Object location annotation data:
○ ○ ○ ○ ○ ○ ○

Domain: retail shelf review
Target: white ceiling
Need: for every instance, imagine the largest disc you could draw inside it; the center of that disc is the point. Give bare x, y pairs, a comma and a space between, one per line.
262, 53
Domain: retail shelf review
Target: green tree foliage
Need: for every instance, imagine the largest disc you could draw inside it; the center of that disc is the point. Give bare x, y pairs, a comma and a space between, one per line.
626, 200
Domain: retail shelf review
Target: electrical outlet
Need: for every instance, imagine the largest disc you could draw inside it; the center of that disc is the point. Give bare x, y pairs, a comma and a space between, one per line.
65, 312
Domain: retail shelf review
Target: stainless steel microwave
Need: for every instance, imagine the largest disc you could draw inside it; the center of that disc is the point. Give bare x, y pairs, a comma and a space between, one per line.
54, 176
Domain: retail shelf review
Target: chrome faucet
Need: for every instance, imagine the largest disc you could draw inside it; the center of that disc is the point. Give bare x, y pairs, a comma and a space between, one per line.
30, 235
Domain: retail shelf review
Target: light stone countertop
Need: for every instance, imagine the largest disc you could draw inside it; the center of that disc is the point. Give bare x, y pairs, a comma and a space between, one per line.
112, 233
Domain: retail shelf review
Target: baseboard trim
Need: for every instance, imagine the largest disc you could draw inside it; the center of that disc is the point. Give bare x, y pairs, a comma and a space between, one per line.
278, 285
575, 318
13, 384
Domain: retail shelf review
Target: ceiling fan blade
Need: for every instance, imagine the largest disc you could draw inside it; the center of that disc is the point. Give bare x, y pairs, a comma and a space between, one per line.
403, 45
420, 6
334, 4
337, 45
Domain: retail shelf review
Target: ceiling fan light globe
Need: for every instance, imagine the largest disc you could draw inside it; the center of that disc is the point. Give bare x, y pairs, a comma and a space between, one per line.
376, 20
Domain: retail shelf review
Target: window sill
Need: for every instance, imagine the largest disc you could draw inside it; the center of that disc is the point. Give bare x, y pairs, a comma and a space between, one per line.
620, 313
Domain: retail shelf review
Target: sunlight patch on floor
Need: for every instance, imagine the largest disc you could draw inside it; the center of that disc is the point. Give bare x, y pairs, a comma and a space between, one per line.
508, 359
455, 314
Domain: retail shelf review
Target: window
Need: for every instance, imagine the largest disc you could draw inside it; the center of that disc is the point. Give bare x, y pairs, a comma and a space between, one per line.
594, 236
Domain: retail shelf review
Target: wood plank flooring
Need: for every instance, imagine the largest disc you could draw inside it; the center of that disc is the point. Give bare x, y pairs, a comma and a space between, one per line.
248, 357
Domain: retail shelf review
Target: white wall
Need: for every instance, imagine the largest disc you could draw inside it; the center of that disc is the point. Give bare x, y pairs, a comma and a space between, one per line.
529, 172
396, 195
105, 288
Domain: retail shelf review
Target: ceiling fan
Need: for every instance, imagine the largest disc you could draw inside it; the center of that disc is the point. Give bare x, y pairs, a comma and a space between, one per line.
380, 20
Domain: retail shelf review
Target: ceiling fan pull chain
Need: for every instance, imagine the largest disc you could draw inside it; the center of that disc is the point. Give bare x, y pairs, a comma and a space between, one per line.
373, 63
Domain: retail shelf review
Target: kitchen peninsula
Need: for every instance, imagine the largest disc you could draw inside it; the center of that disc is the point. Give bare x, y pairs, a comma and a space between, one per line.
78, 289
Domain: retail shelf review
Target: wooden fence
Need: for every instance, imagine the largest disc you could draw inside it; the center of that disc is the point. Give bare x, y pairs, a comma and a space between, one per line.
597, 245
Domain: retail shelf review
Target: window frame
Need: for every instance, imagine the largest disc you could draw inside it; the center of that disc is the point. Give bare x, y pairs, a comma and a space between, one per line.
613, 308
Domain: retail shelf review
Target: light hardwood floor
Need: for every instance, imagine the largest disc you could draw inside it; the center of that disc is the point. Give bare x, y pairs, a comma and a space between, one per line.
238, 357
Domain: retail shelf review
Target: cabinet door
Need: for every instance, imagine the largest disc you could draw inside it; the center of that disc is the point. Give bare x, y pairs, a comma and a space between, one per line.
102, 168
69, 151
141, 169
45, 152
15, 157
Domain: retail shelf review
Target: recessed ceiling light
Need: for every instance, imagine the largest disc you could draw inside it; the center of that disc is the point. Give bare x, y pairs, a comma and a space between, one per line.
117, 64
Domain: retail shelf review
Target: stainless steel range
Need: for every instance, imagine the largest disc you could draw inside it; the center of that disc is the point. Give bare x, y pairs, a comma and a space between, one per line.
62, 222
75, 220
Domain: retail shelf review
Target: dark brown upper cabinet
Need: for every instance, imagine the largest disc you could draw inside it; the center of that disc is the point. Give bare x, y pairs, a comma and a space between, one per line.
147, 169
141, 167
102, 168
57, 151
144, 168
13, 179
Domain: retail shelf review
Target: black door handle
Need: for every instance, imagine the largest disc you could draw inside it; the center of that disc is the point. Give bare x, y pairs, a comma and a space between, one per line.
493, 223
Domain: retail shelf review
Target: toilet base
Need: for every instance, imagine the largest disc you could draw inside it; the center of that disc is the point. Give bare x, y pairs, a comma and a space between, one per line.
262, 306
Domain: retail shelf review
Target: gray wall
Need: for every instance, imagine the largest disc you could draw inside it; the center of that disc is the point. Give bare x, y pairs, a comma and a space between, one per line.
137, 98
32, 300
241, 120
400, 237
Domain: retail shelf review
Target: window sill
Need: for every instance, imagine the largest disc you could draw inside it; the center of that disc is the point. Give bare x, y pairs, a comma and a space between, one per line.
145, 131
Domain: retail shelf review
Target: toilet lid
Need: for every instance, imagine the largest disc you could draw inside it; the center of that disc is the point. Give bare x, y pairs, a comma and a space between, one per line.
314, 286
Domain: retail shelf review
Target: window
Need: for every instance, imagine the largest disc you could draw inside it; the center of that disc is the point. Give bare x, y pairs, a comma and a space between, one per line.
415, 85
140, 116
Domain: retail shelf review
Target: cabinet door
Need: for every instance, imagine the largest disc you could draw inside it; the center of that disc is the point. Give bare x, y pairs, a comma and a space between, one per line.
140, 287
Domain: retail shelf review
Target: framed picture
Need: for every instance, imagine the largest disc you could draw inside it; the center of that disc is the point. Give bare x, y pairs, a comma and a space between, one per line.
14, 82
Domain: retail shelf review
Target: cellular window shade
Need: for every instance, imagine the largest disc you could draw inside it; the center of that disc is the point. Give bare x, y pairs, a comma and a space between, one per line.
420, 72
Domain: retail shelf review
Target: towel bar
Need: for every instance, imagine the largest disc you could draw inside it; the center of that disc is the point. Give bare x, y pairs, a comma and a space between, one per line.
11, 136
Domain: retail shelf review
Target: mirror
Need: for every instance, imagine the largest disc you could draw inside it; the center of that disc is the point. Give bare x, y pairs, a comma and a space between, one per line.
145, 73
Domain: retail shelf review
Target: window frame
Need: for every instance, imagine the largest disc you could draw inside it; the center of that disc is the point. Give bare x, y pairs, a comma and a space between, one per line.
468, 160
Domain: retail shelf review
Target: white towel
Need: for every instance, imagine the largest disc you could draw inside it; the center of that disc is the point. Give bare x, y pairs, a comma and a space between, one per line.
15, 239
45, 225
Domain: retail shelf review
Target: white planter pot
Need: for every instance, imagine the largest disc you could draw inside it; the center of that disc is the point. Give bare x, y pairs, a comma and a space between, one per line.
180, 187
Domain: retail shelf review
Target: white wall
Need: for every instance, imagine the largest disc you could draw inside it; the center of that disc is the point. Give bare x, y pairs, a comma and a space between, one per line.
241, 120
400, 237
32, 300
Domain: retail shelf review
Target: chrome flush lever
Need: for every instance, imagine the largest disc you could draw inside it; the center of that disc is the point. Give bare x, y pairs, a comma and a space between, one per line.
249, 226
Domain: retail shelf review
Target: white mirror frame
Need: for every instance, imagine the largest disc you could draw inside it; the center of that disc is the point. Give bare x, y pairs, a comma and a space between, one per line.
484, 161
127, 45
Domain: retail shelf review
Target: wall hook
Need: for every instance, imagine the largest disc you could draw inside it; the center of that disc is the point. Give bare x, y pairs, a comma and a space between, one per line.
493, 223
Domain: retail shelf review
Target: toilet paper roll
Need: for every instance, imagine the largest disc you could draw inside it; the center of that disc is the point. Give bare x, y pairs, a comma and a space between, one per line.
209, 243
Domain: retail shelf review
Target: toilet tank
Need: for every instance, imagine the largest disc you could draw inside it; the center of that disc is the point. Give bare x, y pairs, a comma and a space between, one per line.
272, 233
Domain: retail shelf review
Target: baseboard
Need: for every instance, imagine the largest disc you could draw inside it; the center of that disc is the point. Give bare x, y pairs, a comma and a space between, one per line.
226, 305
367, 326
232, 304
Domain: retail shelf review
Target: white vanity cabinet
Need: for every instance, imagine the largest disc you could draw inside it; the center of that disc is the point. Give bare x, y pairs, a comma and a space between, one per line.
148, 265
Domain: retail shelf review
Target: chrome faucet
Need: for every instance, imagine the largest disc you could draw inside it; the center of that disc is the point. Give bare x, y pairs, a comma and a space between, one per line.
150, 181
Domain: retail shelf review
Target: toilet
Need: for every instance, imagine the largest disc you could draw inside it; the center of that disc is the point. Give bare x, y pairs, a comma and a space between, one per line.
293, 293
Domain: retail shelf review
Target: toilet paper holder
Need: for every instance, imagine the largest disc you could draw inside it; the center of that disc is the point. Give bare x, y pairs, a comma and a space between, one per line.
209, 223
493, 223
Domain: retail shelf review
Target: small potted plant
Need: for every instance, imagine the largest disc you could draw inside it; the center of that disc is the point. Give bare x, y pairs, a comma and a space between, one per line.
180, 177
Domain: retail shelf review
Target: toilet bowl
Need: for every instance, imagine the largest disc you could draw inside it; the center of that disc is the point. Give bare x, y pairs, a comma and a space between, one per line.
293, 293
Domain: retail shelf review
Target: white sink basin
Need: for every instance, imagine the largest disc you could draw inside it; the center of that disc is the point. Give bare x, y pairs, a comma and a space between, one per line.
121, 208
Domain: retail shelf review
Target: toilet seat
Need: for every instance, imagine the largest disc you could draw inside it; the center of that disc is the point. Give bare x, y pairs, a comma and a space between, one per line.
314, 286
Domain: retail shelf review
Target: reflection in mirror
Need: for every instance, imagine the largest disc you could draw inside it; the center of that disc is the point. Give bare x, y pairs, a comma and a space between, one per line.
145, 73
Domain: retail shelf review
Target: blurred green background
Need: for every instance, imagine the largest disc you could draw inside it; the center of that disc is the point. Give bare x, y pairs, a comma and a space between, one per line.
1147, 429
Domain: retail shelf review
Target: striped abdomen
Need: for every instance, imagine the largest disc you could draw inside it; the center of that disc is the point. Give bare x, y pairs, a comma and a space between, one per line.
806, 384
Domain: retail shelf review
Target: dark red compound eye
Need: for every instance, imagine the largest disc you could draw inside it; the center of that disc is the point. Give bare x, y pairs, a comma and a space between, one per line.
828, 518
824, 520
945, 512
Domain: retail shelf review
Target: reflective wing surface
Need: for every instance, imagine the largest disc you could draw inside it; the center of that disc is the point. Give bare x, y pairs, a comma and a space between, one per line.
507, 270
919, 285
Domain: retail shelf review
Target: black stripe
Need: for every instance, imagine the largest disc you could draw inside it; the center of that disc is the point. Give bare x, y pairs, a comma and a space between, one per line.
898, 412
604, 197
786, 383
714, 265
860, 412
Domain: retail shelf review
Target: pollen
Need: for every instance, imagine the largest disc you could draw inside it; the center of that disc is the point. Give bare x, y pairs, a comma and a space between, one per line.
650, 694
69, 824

○ ○ ○ ○ ○ ○ ○

§ Stated goal
Gather every line above that contains the string "green", treating uppercase and lowercase as different.

§ Correct output
Target: green tree foliage
Target: blurred green background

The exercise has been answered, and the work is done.